- _Excerto do texto_:
################

Das múltiplas expressões da liberdade à exposição “Paula Rego – Histórias e segredos”, da análise do estado da União Europeia ao filme “S. Jorge”, são mais de duas dezenas os artigos incluídos na mais recente edição da revista “Brotéria – Cristianismo e cultura”.

 

Atualidade

Paulo Almeida Sande defende que a CEE, transformada 60 anos depois em União Europeia, «é bem o exemplo de como é possível aos seres humanos, quando usam a razão e exercitam a sabedoria, pôr de lado ódios antigos e resolver um problema velho como o tempo, a guerra, chaga aberta na memória de gerações que a sofreram e aviso sério às gerações vindouras: ou aprendem a lição ou, como avisou George Santayana, repetirão os erros e sofrerão as consequências».

No artigo «A União Europeia no limiar de um novo recomeço», o antigo diretor do Gabinete em Portugal do Parlamento Europeu observa que os «erros, as incompreensões e a distância entre os poderes europeus e os cidadãos» não podem levar a esquecer tudo o que a União proporcionou aos cidadãos.

«Solidariedade, subsidiariedade e flexibilidade para um novo recomeço são, sem dúvida, uma visão estratégica correta e eficaz», defende o economista, para quem o continente europeu só sobreviverá na «afirmação feliz dos seus valores, da paz e da prosperidade se os seus Estados souberem cooperar entre si, numa dimensão de integração tão profunda quanto o necessário».

Raquel Vaz-Pinto reflete sobre «A Ásia-Pacífico entre o conflito e o dinamismo», afirmando que «no continente mais heterogéneo do mundo há muito para seguir e ter em conta».

«Para além da relação bilateral entre a China e os EUA temos de olhar também para países como a Índia e o Japão», defende a investigadora do Instituto Português de Relações Internacionais da Universidade Nova de Lisboa, concluindo que a evolução da região «terá consequências globais».

“A Rússia, essa desconhecida…” é a reflexão apresentada por Guilherme d’Oliveira Martins, que salienta as «barreiras persistentes que fazem subsistir a incompreensão» entre o país e os países europeus.

«Pode dizer-se que a Rússia contemporânea é marcada pela história antiga que culmina na sua entrada no jogo europeu sob o condicionamento do grande território asiático», explica.

################

- _Instruções_:
1. Extraia do texto sobre a revista Brotéria o trecho que começa em "Raquel Vaz-Pinto reflete" e segue até "os países europeus.".
2. Com base no texto sobre a revista Brotéria, responda:
(a) Quantos anos depois, segundo Paulo Almeida Sande, a CEE se transformou em União Europeia?
(b) De que instituição é investigadora Raquel Vaz-Pinto?
(c) Qual é o título da reflexão apresentada por Guilherme d'Oliveira Martins?
Os dados apresentados a seguir têm origem numa fonte distinta.

- _Secção de dados_:
################

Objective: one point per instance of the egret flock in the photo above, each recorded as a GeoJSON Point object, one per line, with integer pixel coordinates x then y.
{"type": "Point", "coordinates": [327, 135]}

################

- _Respostas_:
1.
Raquel Vaz-Pinto reflete sobre «A Ásia-Pacífico entre o conflito e o dinamismo», afirmando que «no continente mais heterogéneo do mundo há muito para seguir e ter em conta».

«Para além da relação bilateral entre a China e os EUA temos de olhar também para países como a Índia e o Japão», defende a investigadora do Instituto Português de Relações Internacionais da Universidade Nova de Lisboa, concluindo que a evolução da região «terá consequências globais».

“A Rússia, essa desconhecida…” é a reflexão apresentada por Guilherme d’Oliveira Martins, que salienta as «barreiras persistentes que fazem subsistir a incompreensão» entre o país e os países europeus.

2.
(a) 60 anos.
(b) Do Instituto Português de Relações Internacionais da Universidade Nova de Lisboa.
(c) "A Rússia, essa desconhecida…"